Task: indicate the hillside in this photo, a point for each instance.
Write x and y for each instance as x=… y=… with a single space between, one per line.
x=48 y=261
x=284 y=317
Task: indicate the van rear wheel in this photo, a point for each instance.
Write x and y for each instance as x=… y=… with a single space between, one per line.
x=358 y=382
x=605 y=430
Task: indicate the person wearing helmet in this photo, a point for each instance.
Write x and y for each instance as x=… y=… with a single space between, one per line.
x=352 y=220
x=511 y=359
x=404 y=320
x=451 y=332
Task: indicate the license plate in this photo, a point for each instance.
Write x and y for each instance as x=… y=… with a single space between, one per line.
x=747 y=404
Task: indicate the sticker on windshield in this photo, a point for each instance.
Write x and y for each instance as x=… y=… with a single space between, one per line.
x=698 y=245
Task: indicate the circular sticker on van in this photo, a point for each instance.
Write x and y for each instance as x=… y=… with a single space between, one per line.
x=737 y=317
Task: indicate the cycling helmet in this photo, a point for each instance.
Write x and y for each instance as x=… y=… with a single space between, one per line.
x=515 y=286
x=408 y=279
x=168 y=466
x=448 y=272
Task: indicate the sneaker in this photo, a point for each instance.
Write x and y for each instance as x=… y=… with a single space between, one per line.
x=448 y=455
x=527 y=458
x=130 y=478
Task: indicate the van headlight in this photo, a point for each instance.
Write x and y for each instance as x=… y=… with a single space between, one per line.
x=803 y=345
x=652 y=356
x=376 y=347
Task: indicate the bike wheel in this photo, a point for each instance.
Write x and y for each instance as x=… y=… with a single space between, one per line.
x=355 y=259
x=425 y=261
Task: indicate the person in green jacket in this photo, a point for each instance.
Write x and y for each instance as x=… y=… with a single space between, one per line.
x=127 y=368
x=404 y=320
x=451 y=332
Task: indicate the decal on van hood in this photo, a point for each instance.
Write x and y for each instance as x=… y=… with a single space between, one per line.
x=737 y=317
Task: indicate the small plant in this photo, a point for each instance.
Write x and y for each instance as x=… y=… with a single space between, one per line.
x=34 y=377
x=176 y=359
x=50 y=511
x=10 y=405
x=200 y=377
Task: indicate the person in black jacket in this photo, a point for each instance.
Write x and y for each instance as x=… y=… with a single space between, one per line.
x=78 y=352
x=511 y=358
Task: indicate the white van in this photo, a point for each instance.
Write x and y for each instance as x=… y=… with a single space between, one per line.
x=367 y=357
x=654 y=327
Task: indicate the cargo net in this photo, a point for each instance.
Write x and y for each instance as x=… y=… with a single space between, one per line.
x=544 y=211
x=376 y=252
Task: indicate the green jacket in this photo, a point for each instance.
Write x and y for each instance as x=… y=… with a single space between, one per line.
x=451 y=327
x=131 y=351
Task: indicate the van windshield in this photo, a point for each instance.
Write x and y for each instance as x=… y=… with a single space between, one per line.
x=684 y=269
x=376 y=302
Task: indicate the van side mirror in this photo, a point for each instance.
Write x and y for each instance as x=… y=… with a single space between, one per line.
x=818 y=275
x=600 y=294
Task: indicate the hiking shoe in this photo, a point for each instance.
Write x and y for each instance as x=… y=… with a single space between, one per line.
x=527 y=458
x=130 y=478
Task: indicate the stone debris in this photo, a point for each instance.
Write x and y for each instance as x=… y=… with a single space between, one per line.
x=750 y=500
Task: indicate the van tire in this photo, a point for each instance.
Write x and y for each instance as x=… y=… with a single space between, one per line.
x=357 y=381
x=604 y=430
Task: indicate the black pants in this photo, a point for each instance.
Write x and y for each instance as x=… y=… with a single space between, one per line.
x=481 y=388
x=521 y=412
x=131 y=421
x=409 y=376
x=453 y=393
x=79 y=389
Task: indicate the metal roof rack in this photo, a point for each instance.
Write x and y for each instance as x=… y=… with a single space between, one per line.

--------

Task objective =>
Search the entries for the word "sticker". Copy every line where it occurs.

Output of the exercise =>
Task: indicate the sticker on windshield in this photo, a point for each instance.
Task: indicate the circular sticker on van in this photo, a point for each instance.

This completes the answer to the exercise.